◆ Extrait du texte ◆
****************************************

Retour de festival, des plombes à rôtir coincés dans la caisse, les vapeurs d’alcool et la descente qui s’allonge, les routes qui s’étirent, la nausée dans les virages. L’été ? Non. La routine.
Je n’ai jamais vraiment connu le travail. Le travail est un état d’esprit, pas une réalité. Ou alors, j’ai trop longtemps triché avec lui. La triche, voilà le travail ! Et j’ai pourtant été surveillant. Surveillant de CAPES, d’Agreg, de concours pour fonctionnaires de catégorie premium, des gens d’une extraordinaire propreté, bourrés de manières jusque dans leur façon de dire : merde. Mais j’ai surtout surveillé la machine à café avec Didier. Un artiste de canapé, la cinquantaine bien tassés qui balaye toutes les corvées d’un, la messe est dite ! pour dire à sa façon je m’en balek. À force, on sait mieux parler du café, de ses arômes, et de sa belle mousse qu’un prof de lettres. Ils appellent ça un transfert de compétences. Nous, on appelle ça, le métier de vivre. Ce n’est pas notre travail, cette part fragmentée de soi, qui est en jeu, c’est notre personne tout entière devant la machine à café qui est en train de changer la salle des profs en salon littéraire. On puise l’intelligence dans le refus des ordres, de la discipline qui aliène. On est tout entier, la messe est dite !

****************************************

◆ Consigne 1 ◆
Extrayez du texte sur le travail le passage qui va de « Retour de festival, des » jusqu'à « Non. La routine. » inclus.
◆ Consigne 2 ◆
Relevez dans le texte sur le travail tous les concours qui y sont cités comme ayant été surveillés.
◆ Consigne 3 ◆
Poursuivez le texte sur le travail à partir de sa dernière phrase.

****************************************

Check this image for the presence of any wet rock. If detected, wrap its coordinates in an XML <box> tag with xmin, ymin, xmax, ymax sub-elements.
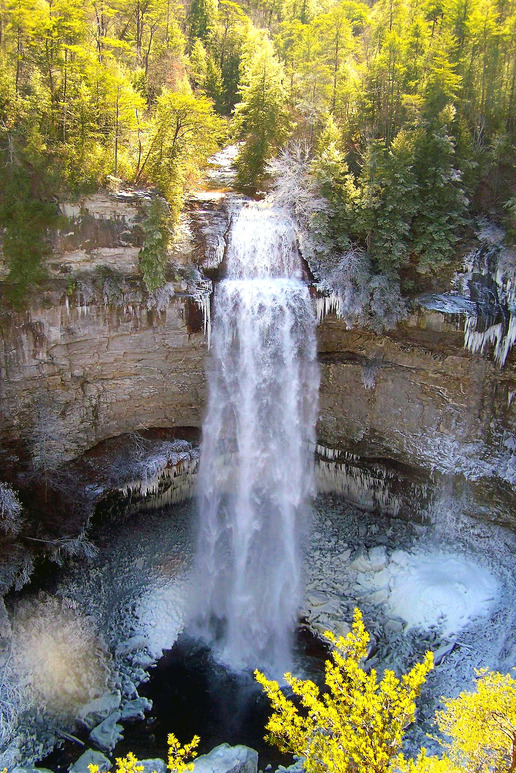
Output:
<box><xmin>194</xmin><ymin>743</ymin><xmax>258</xmax><ymax>773</ymax></box>
<box><xmin>434</xmin><ymin>641</ymin><xmax>457</xmax><ymax>666</ymax></box>
<box><xmin>69</xmin><ymin>749</ymin><xmax>111</xmax><ymax>773</ymax></box>
<box><xmin>138</xmin><ymin>757</ymin><xmax>167</xmax><ymax>773</ymax></box>
<box><xmin>115</xmin><ymin>634</ymin><xmax>148</xmax><ymax>656</ymax></box>
<box><xmin>120</xmin><ymin>698</ymin><xmax>152</xmax><ymax>720</ymax></box>
<box><xmin>122</xmin><ymin>679</ymin><xmax>137</xmax><ymax>698</ymax></box>
<box><xmin>76</xmin><ymin>690</ymin><xmax>122</xmax><ymax>730</ymax></box>
<box><xmin>350</xmin><ymin>545</ymin><xmax>387</xmax><ymax>572</ymax></box>
<box><xmin>0</xmin><ymin>598</ymin><xmax>12</xmax><ymax>668</ymax></box>
<box><xmin>368</xmin><ymin>588</ymin><xmax>389</xmax><ymax>604</ymax></box>
<box><xmin>90</xmin><ymin>711</ymin><xmax>123</xmax><ymax>752</ymax></box>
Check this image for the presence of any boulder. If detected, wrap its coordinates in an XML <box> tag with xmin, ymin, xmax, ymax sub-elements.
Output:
<box><xmin>90</xmin><ymin>711</ymin><xmax>123</xmax><ymax>752</ymax></box>
<box><xmin>120</xmin><ymin>698</ymin><xmax>152</xmax><ymax>720</ymax></box>
<box><xmin>194</xmin><ymin>743</ymin><xmax>258</xmax><ymax>773</ymax></box>
<box><xmin>69</xmin><ymin>749</ymin><xmax>111</xmax><ymax>773</ymax></box>
<box><xmin>115</xmin><ymin>634</ymin><xmax>149</xmax><ymax>656</ymax></box>
<box><xmin>11</xmin><ymin>765</ymin><xmax>52</xmax><ymax>773</ymax></box>
<box><xmin>75</xmin><ymin>690</ymin><xmax>122</xmax><ymax>730</ymax></box>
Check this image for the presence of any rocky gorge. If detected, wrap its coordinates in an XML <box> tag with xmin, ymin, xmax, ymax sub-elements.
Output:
<box><xmin>0</xmin><ymin>148</ymin><xmax>516</xmax><ymax>770</ymax></box>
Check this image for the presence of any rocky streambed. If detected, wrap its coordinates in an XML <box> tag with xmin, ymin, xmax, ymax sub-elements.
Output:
<box><xmin>3</xmin><ymin>495</ymin><xmax>516</xmax><ymax>773</ymax></box>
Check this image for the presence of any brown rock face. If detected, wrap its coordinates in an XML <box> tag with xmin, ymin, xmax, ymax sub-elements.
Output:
<box><xmin>318</xmin><ymin>313</ymin><xmax>516</xmax><ymax>524</ymax></box>
<box><xmin>0</xmin><ymin>292</ymin><xmax>207</xmax><ymax>464</ymax></box>
<box><xmin>0</xmin><ymin>192</ymin><xmax>516</xmax><ymax>524</ymax></box>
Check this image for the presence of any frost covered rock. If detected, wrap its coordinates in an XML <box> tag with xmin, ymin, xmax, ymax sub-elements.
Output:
<box><xmin>194</xmin><ymin>743</ymin><xmax>258</xmax><ymax>773</ymax></box>
<box><xmin>69</xmin><ymin>749</ymin><xmax>111</xmax><ymax>773</ymax></box>
<box><xmin>115</xmin><ymin>634</ymin><xmax>147</xmax><ymax>656</ymax></box>
<box><xmin>90</xmin><ymin>711</ymin><xmax>123</xmax><ymax>752</ymax></box>
<box><xmin>350</xmin><ymin>545</ymin><xmax>387</xmax><ymax>572</ymax></box>
<box><xmin>76</xmin><ymin>690</ymin><xmax>122</xmax><ymax>730</ymax></box>
<box><xmin>120</xmin><ymin>698</ymin><xmax>152</xmax><ymax>720</ymax></box>
<box><xmin>11</xmin><ymin>765</ymin><xmax>52</xmax><ymax>773</ymax></box>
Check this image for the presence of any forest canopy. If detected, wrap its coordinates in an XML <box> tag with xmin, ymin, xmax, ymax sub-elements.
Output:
<box><xmin>0</xmin><ymin>0</ymin><xmax>516</xmax><ymax>300</ymax></box>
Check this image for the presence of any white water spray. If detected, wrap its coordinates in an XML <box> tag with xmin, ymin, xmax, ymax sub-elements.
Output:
<box><xmin>197</xmin><ymin>204</ymin><xmax>319</xmax><ymax>673</ymax></box>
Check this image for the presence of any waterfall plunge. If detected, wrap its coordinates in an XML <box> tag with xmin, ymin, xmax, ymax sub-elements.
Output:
<box><xmin>197</xmin><ymin>204</ymin><xmax>319</xmax><ymax>673</ymax></box>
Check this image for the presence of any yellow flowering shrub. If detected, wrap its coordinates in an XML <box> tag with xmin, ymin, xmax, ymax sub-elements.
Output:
<box><xmin>86</xmin><ymin>733</ymin><xmax>201</xmax><ymax>773</ymax></box>
<box><xmin>404</xmin><ymin>668</ymin><xmax>516</xmax><ymax>773</ymax></box>
<box><xmin>255</xmin><ymin>609</ymin><xmax>433</xmax><ymax>773</ymax></box>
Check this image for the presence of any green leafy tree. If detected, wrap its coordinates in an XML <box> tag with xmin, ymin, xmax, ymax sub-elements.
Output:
<box><xmin>235</xmin><ymin>37</ymin><xmax>291</xmax><ymax>191</ymax></box>
<box><xmin>135</xmin><ymin>89</ymin><xmax>223</xmax><ymax>223</ymax></box>
<box><xmin>187</xmin><ymin>0</ymin><xmax>218</xmax><ymax>44</ymax></box>
<box><xmin>358</xmin><ymin>131</ymin><xmax>420</xmax><ymax>274</ymax></box>
<box><xmin>139</xmin><ymin>196</ymin><xmax>170</xmax><ymax>293</ymax></box>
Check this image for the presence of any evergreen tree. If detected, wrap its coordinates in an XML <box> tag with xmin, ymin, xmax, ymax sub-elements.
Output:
<box><xmin>235</xmin><ymin>38</ymin><xmax>291</xmax><ymax>191</ymax></box>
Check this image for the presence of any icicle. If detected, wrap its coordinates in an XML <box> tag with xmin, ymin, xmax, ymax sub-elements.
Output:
<box><xmin>315</xmin><ymin>293</ymin><xmax>342</xmax><ymax>324</ymax></box>
<box><xmin>315</xmin><ymin>460</ymin><xmax>401</xmax><ymax>516</ymax></box>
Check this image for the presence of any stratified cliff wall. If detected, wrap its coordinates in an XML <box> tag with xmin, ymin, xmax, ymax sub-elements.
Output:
<box><xmin>0</xmin><ymin>185</ymin><xmax>516</xmax><ymax>524</ymax></box>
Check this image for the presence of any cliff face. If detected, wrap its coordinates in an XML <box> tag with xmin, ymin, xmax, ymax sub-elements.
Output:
<box><xmin>318</xmin><ymin>311</ymin><xmax>516</xmax><ymax>524</ymax></box>
<box><xmin>0</xmin><ymin>194</ymin><xmax>225</xmax><ymax>474</ymax></box>
<box><xmin>0</xmin><ymin>293</ymin><xmax>206</xmax><ymax>458</ymax></box>
<box><xmin>0</xmin><ymin>192</ymin><xmax>516</xmax><ymax>523</ymax></box>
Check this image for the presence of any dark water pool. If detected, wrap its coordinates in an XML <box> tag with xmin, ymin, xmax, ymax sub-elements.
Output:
<box><xmin>41</xmin><ymin>628</ymin><xmax>326</xmax><ymax>773</ymax></box>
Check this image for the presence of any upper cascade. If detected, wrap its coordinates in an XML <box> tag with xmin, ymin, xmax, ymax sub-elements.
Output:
<box><xmin>227</xmin><ymin>203</ymin><xmax>303</xmax><ymax>280</ymax></box>
<box><xmin>190</xmin><ymin>203</ymin><xmax>319</xmax><ymax>675</ymax></box>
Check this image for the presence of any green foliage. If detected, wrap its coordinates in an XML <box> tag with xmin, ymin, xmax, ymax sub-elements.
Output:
<box><xmin>235</xmin><ymin>37</ymin><xmax>291</xmax><ymax>191</ymax></box>
<box><xmin>0</xmin><ymin>169</ymin><xmax>58</xmax><ymax>308</ymax></box>
<box><xmin>255</xmin><ymin>609</ymin><xmax>433</xmax><ymax>773</ymax></box>
<box><xmin>139</xmin><ymin>196</ymin><xmax>170</xmax><ymax>292</ymax></box>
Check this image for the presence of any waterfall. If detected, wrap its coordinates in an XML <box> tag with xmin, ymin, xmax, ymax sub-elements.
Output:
<box><xmin>192</xmin><ymin>203</ymin><xmax>319</xmax><ymax>673</ymax></box>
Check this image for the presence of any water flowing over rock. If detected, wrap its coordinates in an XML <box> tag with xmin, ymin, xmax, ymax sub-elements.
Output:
<box><xmin>197</xmin><ymin>204</ymin><xmax>319</xmax><ymax>671</ymax></box>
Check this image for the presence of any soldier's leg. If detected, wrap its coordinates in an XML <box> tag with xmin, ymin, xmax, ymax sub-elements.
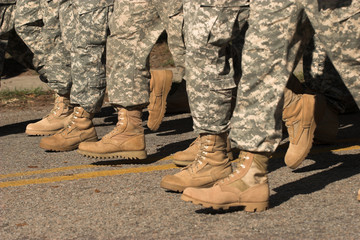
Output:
<box><xmin>160</xmin><ymin>1</ymin><xmax>248</xmax><ymax>191</ymax></box>
<box><xmin>304</xmin><ymin>0</ymin><xmax>360</xmax><ymax>106</ymax></box>
<box><xmin>183</xmin><ymin>0</ymin><xmax>360</xmax><ymax>211</ymax></box>
<box><xmin>182</xmin><ymin>0</ymin><xmax>300</xmax><ymax>211</ymax></box>
<box><xmin>147</xmin><ymin>0</ymin><xmax>185</xmax><ymax>131</ymax></box>
<box><xmin>79</xmin><ymin>0</ymin><xmax>164</xmax><ymax>159</ymax></box>
<box><xmin>40</xmin><ymin>0</ymin><xmax>112</xmax><ymax>151</ymax></box>
<box><xmin>0</xmin><ymin>0</ymin><xmax>16</xmax><ymax>78</ymax></box>
<box><xmin>15</xmin><ymin>0</ymin><xmax>51</xmax><ymax>75</ymax></box>
<box><xmin>25</xmin><ymin>0</ymin><xmax>73</xmax><ymax>135</ymax></box>
<box><xmin>43</xmin><ymin>0</ymin><xmax>75</xmax><ymax>99</ymax></box>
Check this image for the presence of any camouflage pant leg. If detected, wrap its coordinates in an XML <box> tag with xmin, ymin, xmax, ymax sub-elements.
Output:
<box><xmin>183</xmin><ymin>0</ymin><xmax>248</xmax><ymax>133</ymax></box>
<box><xmin>152</xmin><ymin>0</ymin><xmax>185</xmax><ymax>82</ymax></box>
<box><xmin>230</xmin><ymin>0</ymin><xmax>360</xmax><ymax>152</ymax></box>
<box><xmin>70</xmin><ymin>0</ymin><xmax>113</xmax><ymax>112</ymax></box>
<box><xmin>0</xmin><ymin>1</ymin><xmax>15</xmax><ymax>77</ymax></box>
<box><xmin>304</xmin><ymin>6</ymin><xmax>353</xmax><ymax>113</ymax></box>
<box><xmin>303</xmin><ymin>29</ymin><xmax>351</xmax><ymax>113</ymax></box>
<box><xmin>303</xmin><ymin>0</ymin><xmax>360</xmax><ymax>106</ymax></box>
<box><xmin>0</xmin><ymin>1</ymin><xmax>15</xmax><ymax>36</ymax></box>
<box><xmin>15</xmin><ymin>0</ymin><xmax>47</xmax><ymax>74</ymax></box>
<box><xmin>0</xmin><ymin>36</ymin><xmax>8</xmax><ymax>80</ymax></box>
<box><xmin>44</xmin><ymin>0</ymin><xmax>75</xmax><ymax>96</ymax></box>
<box><xmin>107</xmin><ymin>0</ymin><xmax>164</xmax><ymax>107</ymax></box>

****************************************

◆ Réponse attendue 1 ◆
Retour de festival, des plombes à rôtir coincés dans la caisse, les vapeurs d’alcool et la descente qui s’allonge, les routes qui s’étirent, la nausée dans les virages. L’été ? Non. La routine.

◆ Réponse attendue 2 ◆
CAPES, Agreg, concours pour fonctionnaires de catégorie premium

◆ Réponse attendue 3 ◆
J’ai écrit sur le sabotage parce qu’à chaque étape de la vie, je l’ai pratiqué avec une rare finesse. École, Lycée, Université, jusqu’au moment où j’ai compris que la vie durant, je ne cesserai jamais de bricoler avec de faux projets. Saboter le travail, c’est l’utiliser pour ne pas travailler. Entrer dans la vie avec panache, mentir sur son C.V., tirer profit des failles, proclamer sur l’honneur, savoir se dépatouiller avec le tact d’un magistrat, et le soir venu, le dire avec élégance, droit dans les yeux, la messe est dite ! Au travail, il n’y a que deux choses à maîtriser un peu : entrer et sortir. Un peu comme dans les festivals…
Début août, je suis dans une vieille merco des années 90 achetée 500 balles au voisin quand je reçois sur Insta le message de Zone Critique. Les données cellulaires passent en effet très bien sous la cuirasse de la merco. Autour de moi, ambiance d’un autre temps, plastique façon chêne Lidl délavé pour tableau de bord dysfonctionnel, ça pue la moquette, la clope froide écrasée à côté du cendrier et les vitres qui ne s’ouvrent pas… la route qui colle et ce message convenu vouvoyant mézigue. Toujours ce décalage entre l’œuvre et l’artiste, on y revient.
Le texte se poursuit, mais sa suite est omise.